Each entry has to be copied exactly, with nothing missed.

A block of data
----

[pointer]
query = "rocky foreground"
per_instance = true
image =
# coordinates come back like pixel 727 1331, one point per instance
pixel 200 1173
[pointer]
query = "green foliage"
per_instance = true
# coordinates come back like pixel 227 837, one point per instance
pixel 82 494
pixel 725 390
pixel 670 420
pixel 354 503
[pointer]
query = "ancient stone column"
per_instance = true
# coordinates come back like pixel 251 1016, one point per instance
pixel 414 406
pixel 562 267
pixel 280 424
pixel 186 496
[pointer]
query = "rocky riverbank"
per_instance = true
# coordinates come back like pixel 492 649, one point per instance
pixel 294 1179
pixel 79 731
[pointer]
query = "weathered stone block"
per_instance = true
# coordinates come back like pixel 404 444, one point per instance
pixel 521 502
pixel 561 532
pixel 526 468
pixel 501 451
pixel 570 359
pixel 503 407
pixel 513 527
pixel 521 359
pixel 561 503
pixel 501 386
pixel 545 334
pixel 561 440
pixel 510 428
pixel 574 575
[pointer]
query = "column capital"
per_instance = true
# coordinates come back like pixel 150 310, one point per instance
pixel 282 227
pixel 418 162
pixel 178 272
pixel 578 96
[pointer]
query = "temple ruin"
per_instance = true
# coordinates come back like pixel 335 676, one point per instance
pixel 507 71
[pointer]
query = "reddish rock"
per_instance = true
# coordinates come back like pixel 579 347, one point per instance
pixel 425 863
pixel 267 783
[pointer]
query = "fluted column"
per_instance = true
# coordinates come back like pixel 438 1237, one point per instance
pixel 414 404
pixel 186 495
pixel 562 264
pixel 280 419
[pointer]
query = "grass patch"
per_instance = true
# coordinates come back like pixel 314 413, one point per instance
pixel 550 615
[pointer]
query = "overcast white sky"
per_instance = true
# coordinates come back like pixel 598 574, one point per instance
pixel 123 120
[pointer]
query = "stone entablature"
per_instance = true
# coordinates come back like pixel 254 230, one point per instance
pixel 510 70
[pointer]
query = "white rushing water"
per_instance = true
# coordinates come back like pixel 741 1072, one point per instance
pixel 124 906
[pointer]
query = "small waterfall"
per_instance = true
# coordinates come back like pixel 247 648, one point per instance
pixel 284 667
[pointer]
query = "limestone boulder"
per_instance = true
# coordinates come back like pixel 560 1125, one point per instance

----

## Completed task
[pointer]
query = "rocky foreground"
per_instance = true
image =
# coordinates come back like pixel 727 1331, one point per instance
pixel 200 1173
[pointer]
query = "green foliage"
per_instance = true
# coordinates come back like pixel 227 837, one point per instance
pixel 82 494
pixel 725 390
pixel 670 420
pixel 354 503
[pointer]
query = "ancient stone column"
per_instance = true
# coordinates come back like pixel 251 1016, one point per instance
pixel 414 406
pixel 562 267
pixel 280 424
pixel 186 496
[pointer]
query = "rocky riverbank"
per_instance = true
# coordinates come back like pixel 492 649, one point per instance
pixel 294 1179
pixel 79 731
[pointer]
query = "weathered stone block"
per_instance = true
# coordinates come back like pixel 404 444, one point per instance
pixel 521 502
pixel 561 532
pixel 526 468
pixel 501 451
pixel 570 359
pixel 503 407
pixel 513 527
pixel 521 359
pixel 561 503
pixel 501 386
pixel 545 334
pixel 561 440
pixel 510 428
pixel 574 575
[pointer]
query = "column capital"
per_instance = true
# coordinates come back like pixel 150 310, one point per instance
pixel 282 227
pixel 418 162
pixel 178 272
pixel 578 96
[pointer]
query = "temple ruin"
per_instance = true
# coordinates come back like pixel 335 676, one point per instance
pixel 507 71
[pointer]
query = "reddish rock"
per_instance = true
# coordinates come back like pixel 579 347, one point per instance
pixel 425 863
pixel 267 783
[pointer]
query = "fluted column"
per_instance = true
# coordinates come back like pixel 438 1237, one point per instance
pixel 414 404
pixel 186 495
pixel 562 264
pixel 280 419
[pointer]
query = "grass patch"
per_instance = true
# coordinates come back like pixel 314 413, one point per instance
pixel 550 615
[pointer]
query = "overcast white sky"
per_instance = true
# coordinates come back like pixel 598 574, one point per instance
pixel 123 120
[pointer]
query = "stone entablature"
per_instance = true
# coordinates come back like pixel 254 230, one point per instance
pixel 510 70
[pointer]
query = "white rushing water"
per_instance = true
# coordinates come back like pixel 741 1072, one point per instance
pixel 124 906
[pointer]
query = "small waterfall"
per_instance = true
# coordinates come back like pixel 247 648, one point per instance
pixel 284 667
[pointer]
query = "limestone boulder"
per_instance = true
# coordinates come back like pixel 560 1125, one point per instance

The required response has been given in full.